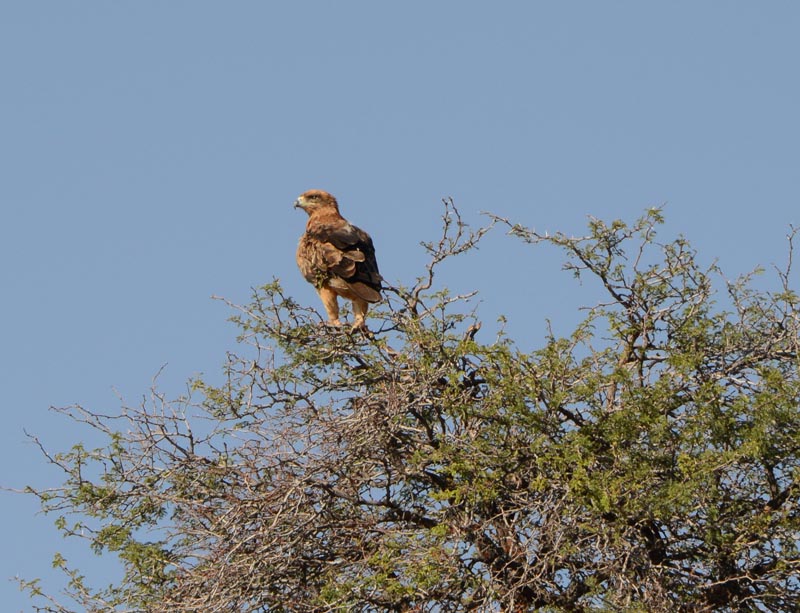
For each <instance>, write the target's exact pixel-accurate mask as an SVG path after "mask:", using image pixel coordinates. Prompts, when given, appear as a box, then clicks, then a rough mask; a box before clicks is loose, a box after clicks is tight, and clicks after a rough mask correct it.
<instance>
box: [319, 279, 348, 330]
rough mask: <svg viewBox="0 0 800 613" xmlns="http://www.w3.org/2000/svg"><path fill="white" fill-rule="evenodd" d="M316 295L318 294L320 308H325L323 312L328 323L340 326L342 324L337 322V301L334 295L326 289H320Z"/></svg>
mask: <svg viewBox="0 0 800 613" xmlns="http://www.w3.org/2000/svg"><path fill="white" fill-rule="evenodd" d="M317 293H319V297H320V299H321V300H322V306H324V307H325V312H326V313H327V314H328V323H329V324H331V325H332V326H341V325H342V322H341V321H339V301H338V300H337V299H336V293H335V292H334V291H333V290H332V289H330V288H328V287H320V288H319V289H318V290H317Z"/></svg>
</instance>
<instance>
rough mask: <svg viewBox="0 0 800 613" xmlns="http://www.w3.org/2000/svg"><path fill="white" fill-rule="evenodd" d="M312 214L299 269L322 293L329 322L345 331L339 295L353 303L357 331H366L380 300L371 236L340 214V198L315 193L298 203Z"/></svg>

·····

Exercise details:
Reproduce every line of the records above verbatim, leaving out the pictures.

Task output:
For each <instance>, write the target's exact pixel-accurate mask as an SVG path after "mask:", using image pixel coordinates. Prompts, when given, appear as a box, then clicks, then a rough mask; a box before clicks is loose, a box after clicks is tight, and clicks after a rough mask correct it.
<instance>
box: [319, 279, 348, 330]
rough mask: <svg viewBox="0 0 800 613" xmlns="http://www.w3.org/2000/svg"><path fill="white" fill-rule="evenodd" d="M316 295L318 294L320 308H325L323 312L328 323L340 326L342 324L337 322V301L334 295L326 289H320Z"/></svg>
mask: <svg viewBox="0 0 800 613" xmlns="http://www.w3.org/2000/svg"><path fill="white" fill-rule="evenodd" d="M317 293H319V297H320V299H321V300H322V306H324V307H325V312H326V313H327V314H328V323H329V324H331V325H332V326H341V325H342V322H341V321H339V301H338V300H337V299H336V293H335V292H334V291H333V290H332V289H330V288H328V287H320V288H319V289H318V290H317Z"/></svg>
</instance>
<instance>
rough mask: <svg viewBox="0 0 800 613" xmlns="http://www.w3.org/2000/svg"><path fill="white" fill-rule="evenodd" d="M312 214L299 269L322 293L329 322L345 331L339 295L353 303L357 331H366L380 300L371 236L340 214V198L315 193L298 203Z"/></svg>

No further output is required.